(Bounding box annotation entries)
===

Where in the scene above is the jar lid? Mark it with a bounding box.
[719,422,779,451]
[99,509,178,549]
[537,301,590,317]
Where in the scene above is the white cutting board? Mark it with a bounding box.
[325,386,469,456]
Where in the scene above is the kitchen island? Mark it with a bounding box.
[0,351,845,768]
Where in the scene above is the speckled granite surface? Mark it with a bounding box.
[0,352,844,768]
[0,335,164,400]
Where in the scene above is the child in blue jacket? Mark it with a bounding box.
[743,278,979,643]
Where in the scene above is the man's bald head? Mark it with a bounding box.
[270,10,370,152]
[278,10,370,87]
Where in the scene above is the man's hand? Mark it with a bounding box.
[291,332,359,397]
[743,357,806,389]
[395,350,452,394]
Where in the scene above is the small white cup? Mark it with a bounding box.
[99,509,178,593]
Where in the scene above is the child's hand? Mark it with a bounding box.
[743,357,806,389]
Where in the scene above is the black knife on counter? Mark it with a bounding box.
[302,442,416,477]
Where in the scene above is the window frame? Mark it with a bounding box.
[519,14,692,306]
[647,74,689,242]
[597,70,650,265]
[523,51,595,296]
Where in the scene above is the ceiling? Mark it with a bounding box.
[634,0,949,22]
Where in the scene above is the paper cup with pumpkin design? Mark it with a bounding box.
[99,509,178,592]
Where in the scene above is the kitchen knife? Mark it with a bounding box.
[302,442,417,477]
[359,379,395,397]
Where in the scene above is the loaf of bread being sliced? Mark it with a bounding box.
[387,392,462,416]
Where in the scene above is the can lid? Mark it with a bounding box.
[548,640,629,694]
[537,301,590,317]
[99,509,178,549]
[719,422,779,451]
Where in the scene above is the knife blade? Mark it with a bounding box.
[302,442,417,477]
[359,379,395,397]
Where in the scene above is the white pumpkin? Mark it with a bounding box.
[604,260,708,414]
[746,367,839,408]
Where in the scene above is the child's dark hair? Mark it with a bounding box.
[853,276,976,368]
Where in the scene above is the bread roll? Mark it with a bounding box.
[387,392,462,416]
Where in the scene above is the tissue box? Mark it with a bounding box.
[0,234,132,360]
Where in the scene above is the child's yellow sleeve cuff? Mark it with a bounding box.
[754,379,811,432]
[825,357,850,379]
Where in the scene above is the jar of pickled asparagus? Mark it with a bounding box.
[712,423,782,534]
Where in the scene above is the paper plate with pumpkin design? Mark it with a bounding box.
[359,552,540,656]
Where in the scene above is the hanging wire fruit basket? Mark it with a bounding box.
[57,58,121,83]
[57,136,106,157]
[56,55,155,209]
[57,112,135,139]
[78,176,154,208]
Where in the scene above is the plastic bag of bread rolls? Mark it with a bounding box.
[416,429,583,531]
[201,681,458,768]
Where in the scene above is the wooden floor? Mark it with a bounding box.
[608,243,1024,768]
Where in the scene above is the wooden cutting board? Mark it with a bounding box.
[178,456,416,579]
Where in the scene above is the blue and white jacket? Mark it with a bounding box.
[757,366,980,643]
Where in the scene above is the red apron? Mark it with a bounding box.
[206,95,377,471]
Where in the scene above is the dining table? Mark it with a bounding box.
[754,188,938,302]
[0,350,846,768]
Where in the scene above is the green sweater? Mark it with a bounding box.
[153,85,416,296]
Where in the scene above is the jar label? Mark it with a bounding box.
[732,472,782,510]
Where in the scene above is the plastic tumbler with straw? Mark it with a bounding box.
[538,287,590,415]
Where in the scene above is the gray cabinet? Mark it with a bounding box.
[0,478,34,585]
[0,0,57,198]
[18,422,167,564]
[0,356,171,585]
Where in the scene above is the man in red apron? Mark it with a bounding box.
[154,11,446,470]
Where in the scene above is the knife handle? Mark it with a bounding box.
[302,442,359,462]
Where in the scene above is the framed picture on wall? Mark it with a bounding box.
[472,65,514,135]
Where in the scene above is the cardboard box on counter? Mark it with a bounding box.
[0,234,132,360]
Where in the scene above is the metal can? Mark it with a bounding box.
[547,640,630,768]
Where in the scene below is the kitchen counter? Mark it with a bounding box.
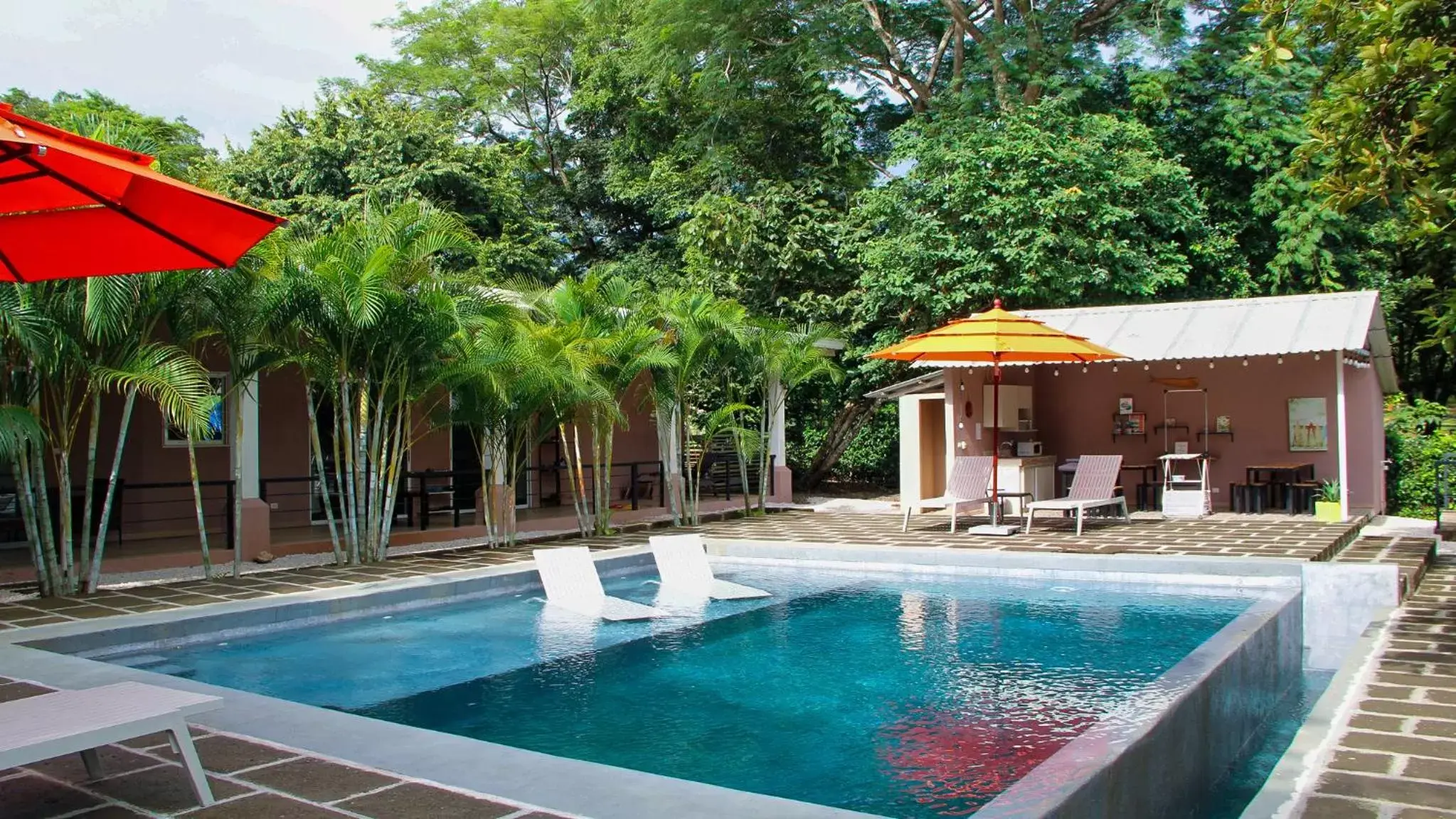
[1000,455,1057,469]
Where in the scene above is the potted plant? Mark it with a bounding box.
[1314,480,1344,524]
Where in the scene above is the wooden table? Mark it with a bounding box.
[1122,464,1157,512]
[1243,461,1314,515]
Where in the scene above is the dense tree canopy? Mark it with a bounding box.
[7,0,1456,474]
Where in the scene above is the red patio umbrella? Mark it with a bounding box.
[0,103,284,282]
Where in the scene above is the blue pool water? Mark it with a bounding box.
[1189,669,1335,819]
[106,566,1249,816]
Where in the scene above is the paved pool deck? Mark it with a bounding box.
[0,512,1456,819]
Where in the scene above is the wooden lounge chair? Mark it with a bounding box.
[648,535,772,599]
[531,545,664,620]
[0,682,223,808]
[900,455,992,534]
[1026,455,1133,535]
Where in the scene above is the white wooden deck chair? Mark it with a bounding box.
[0,682,223,808]
[1026,455,1133,535]
[531,545,664,620]
[648,535,773,599]
[900,455,992,534]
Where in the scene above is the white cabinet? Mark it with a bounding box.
[996,455,1057,515]
[982,384,1036,429]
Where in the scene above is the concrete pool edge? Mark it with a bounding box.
[1240,608,1396,819]
[0,644,865,819]
[0,538,1395,819]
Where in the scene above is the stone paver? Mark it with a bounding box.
[0,676,579,819]
[1303,555,1456,819]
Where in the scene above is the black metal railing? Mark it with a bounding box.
[257,461,667,531]
[115,480,238,548]
[0,478,236,548]
[683,449,776,500]
[1434,452,1456,532]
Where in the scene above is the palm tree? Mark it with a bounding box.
[745,320,844,512]
[652,291,747,525]
[262,200,474,562]
[538,274,676,534]
[169,263,287,577]
[3,275,217,594]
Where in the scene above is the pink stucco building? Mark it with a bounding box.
[875,291,1398,516]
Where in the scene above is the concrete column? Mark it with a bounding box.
[233,375,262,498]
[900,396,925,506]
[1332,350,1350,519]
[767,378,794,503]
[230,375,272,560]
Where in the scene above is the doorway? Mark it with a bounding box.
[916,397,945,498]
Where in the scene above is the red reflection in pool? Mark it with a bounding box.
[879,702,1098,816]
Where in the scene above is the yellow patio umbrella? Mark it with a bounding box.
[869,298,1127,529]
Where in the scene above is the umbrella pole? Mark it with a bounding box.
[992,359,1000,525]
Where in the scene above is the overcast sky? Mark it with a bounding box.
[0,0,420,149]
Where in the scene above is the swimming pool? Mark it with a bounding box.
[102,563,1253,816]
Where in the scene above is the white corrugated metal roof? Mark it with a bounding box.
[1019,289,1385,360]
[1018,289,1398,391]
[873,289,1399,392]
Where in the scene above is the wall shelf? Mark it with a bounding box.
[1112,412,1147,444]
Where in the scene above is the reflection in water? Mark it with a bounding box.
[900,592,925,652]
[536,605,601,659]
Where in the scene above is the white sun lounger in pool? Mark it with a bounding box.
[648,535,772,599]
[900,455,993,534]
[0,682,223,806]
[531,545,664,620]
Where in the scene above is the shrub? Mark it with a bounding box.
[789,403,900,489]
[1385,399,1456,518]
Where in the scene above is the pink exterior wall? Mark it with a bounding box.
[1339,363,1385,512]
[945,367,1050,455]
[257,367,313,528]
[1007,353,1385,510]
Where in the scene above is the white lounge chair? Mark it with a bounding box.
[648,535,773,599]
[900,455,992,534]
[531,545,665,620]
[1026,455,1133,535]
[0,682,223,808]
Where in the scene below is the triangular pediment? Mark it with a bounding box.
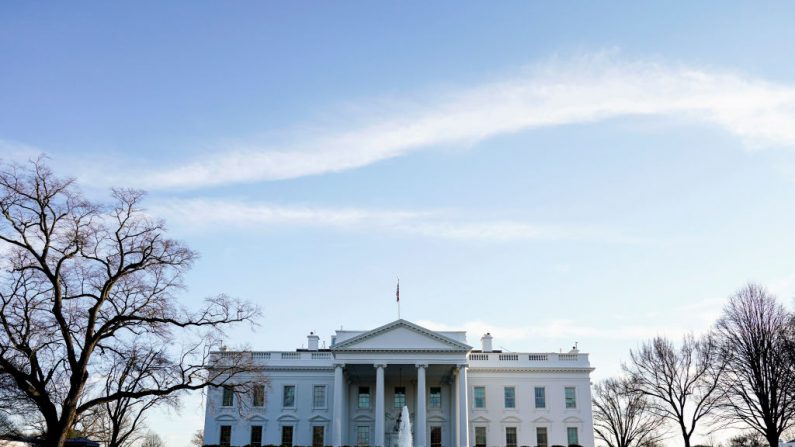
[331,320,472,352]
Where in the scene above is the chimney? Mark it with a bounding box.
[306,332,320,351]
[480,332,492,352]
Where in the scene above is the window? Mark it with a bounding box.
[475,427,486,447]
[535,386,547,408]
[356,425,370,446]
[312,385,326,408]
[282,385,295,408]
[395,386,406,408]
[475,386,486,408]
[505,427,516,447]
[281,425,293,447]
[536,427,547,447]
[566,386,577,408]
[221,385,235,407]
[431,425,442,447]
[359,386,370,408]
[428,386,442,408]
[251,425,262,447]
[218,425,232,447]
[566,427,580,445]
[251,385,265,407]
[312,425,325,447]
[505,386,516,408]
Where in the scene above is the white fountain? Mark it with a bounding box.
[398,405,414,447]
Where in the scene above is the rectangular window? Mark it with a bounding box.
[566,386,577,408]
[431,425,442,447]
[251,385,265,407]
[535,386,547,408]
[251,425,262,447]
[475,427,486,447]
[312,385,326,408]
[505,386,516,408]
[566,427,580,445]
[505,427,516,447]
[282,385,295,408]
[359,386,370,408]
[312,425,325,447]
[428,386,442,408]
[218,425,232,447]
[394,386,406,408]
[356,425,370,446]
[221,385,235,407]
[280,425,293,447]
[475,386,486,408]
[536,427,547,447]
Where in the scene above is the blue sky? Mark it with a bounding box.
[0,2,795,445]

===

Exercise: Copy out the rows above verbatim, limited to the stretch from the line containing "Where in the scene above is the dense" through the line containing "[879,702,1098,816]", both ends included.

Full response:
Where in the scene above is the dense tree canopy? Mark it with a bounding box.
[7,0,1456,474]
Where in the scene above is the red patio umbrella? Mark it with a bounding box.
[0,103,284,282]
Where in the scene above is the blue pool water? Mark it with a bounding box.
[1189,669,1335,819]
[106,566,1249,816]
Where in the scene above is the paved pool deck? Mark it with a bounding box.
[0,512,1456,819]
Where in the scene above is the wooden lounge chair? Mark it with a bounding box.
[648,535,772,599]
[531,545,664,620]
[0,682,223,808]
[900,455,992,534]
[1026,455,1133,535]
Where in the scene above is the white wooden deck chair? Mark it with a bounding box.
[0,682,223,808]
[1026,455,1133,535]
[531,545,664,620]
[648,535,773,599]
[900,455,992,534]
Where in the scene above is the white cabinet? Mark it with a bounding box.
[996,455,1057,515]
[982,384,1036,429]
Where in the scene above is the concrete pool edge? Mark it with a bounding box.
[1240,608,1396,819]
[0,644,865,819]
[0,538,1395,819]
Where in the scene above is the stone paver? Mark it with a bounding box.
[0,676,579,819]
[1303,555,1456,819]
Where in the scene above is the black metal railing? Mark it with a bounding box.
[257,461,667,531]
[115,480,238,548]
[0,478,236,548]
[683,449,776,500]
[1434,452,1456,532]
Where in the scene above is the palm tree? Mark it with a bounding box.
[745,320,844,512]
[652,291,747,525]
[262,200,474,562]
[538,274,676,534]
[169,263,287,577]
[3,275,217,594]
Where in the scene above is the pink stucco building? Mark it with a bounding box.
[875,291,1398,516]
Where in the scene above is the concrete column? Mark it with a bounding box.
[233,375,262,498]
[900,396,925,506]
[1332,350,1350,519]
[767,378,794,503]
[230,375,272,560]
Where in the scene above is the doorway? Mark it with a bounding box.
[916,397,945,498]
Where in the scene above is the red reflection in pool? Mark it with a bounding box.
[879,702,1098,816]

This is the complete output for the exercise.